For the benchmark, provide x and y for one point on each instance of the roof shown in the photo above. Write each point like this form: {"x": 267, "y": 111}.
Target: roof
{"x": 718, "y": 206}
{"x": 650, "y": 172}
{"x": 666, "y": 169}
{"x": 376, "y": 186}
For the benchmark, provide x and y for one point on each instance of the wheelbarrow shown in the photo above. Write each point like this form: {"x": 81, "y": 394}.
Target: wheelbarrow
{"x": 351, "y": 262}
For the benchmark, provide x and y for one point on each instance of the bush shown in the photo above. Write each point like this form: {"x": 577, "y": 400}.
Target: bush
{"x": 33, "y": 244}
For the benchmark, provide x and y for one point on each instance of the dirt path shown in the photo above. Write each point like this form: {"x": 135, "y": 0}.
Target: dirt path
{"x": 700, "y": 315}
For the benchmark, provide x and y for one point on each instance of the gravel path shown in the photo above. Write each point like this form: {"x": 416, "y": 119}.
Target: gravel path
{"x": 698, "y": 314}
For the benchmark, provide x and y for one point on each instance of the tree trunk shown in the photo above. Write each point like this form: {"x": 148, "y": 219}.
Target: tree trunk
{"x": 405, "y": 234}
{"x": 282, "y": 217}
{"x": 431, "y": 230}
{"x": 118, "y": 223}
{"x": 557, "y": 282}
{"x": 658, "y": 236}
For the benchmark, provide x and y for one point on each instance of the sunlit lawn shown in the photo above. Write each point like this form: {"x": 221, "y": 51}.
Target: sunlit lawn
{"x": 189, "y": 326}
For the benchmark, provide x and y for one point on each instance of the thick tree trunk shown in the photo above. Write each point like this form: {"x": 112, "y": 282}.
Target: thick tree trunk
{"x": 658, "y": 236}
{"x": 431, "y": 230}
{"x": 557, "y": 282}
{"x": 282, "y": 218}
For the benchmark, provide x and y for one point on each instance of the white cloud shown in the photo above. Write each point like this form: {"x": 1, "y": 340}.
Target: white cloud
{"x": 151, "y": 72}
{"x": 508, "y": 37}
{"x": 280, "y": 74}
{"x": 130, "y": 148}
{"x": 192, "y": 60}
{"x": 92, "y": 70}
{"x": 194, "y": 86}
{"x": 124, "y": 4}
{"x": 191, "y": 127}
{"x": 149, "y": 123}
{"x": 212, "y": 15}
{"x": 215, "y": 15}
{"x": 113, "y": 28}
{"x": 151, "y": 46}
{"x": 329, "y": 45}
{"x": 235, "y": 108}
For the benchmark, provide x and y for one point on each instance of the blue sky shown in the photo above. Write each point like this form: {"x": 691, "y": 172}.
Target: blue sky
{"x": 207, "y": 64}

☆ ☆ ☆ ☆ ☆

Work instructions:
Rewrite the listing above, replacing "benchmark" with "evaluation" wherever it occurs and leaving everything else as it is.

Answer to this exercise:
For the evaluation, provide x and y for one point on each instance of the roof shown in the photo above. Write each point like this form: {"x": 267, "y": 111}.
Target: roof
{"x": 718, "y": 206}
{"x": 650, "y": 172}
{"x": 666, "y": 169}
{"x": 376, "y": 186}
For the evaluation, provide x and y for one point on each instance of the wheelbarrow shown in the photo above. Write each point like this form: {"x": 81, "y": 394}.
Target: wheelbarrow
{"x": 351, "y": 262}
For the evaluation, provide x and y for one point on each instance of the bush shown in the photo above. Write each point like this form: {"x": 577, "y": 400}.
Target: bush
{"x": 33, "y": 244}
For the evaluation, provide x and y for one point on each instance of the dirt path shown in the photo above. Write each point like this form: {"x": 135, "y": 0}.
Target: dirt path
{"x": 700, "y": 315}
For the evaluation, provide x and y for one point on each instance of the gravel path shown in the photo above. Write each point like this form: {"x": 416, "y": 119}.
Target: gravel path
{"x": 698, "y": 314}
For the evaluation, provide x and y for one point on each instance of the tree trunk shown in the photo above. Write each point like this form: {"x": 148, "y": 219}.
Target: tree trunk
{"x": 405, "y": 234}
{"x": 282, "y": 217}
{"x": 431, "y": 230}
{"x": 118, "y": 223}
{"x": 557, "y": 282}
{"x": 658, "y": 236}
For the evaluation, provide x and y for one point on each instance of the sunlit lawn shown in the photo above. Write each point like this form: {"x": 221, "y": 51}.
Target: sunlit lawn
{"x": 189, "y": 326}
For the evaluation, provide x and y for one point on each instance of the thick tree trunk shown in the photo above. Write each point like this form: {"x": 112, "y": 282}.
Target: thick tree trunk
{"x": 658, "y": 236}
{"x": 431, "y": 230}
{"x": 557, "y": 282}
{"x": 282, "y": 218}
For the evaluation, provide x and y for one point on each instance of the white cloud shown in the photo above. Write each point like this form: {"x": 1, "y": 340}.
Target: white cloud
{"x": 151, "y": 72}
{"x": 508, "y": 37}
{"x": 280, "y": 74}
{"x": 130, "y": 148}
{"x": 192, "y": 60}
{"x": 92, "y": 70}
{"x": 194, "y": 86}
{"x": 124, "y": 4}
{"x": 191, "y": 127}
{"x": 149, "y": 123}
{"x": 212, "y": 15}
{"x": 215, "y": 15}
{"x": 113, "y": 28}
{"x": 151, "y": 46}
{"x": 329, "y": 45}
{"x": 235, "y": 108}
For the evaluation, provide x and y for one point on each instance of the blue sky shown in the photo above. Write each point like this form: {"x": 691, "y": 172}.
Target: blue sky
{"x": 207, "y": 64}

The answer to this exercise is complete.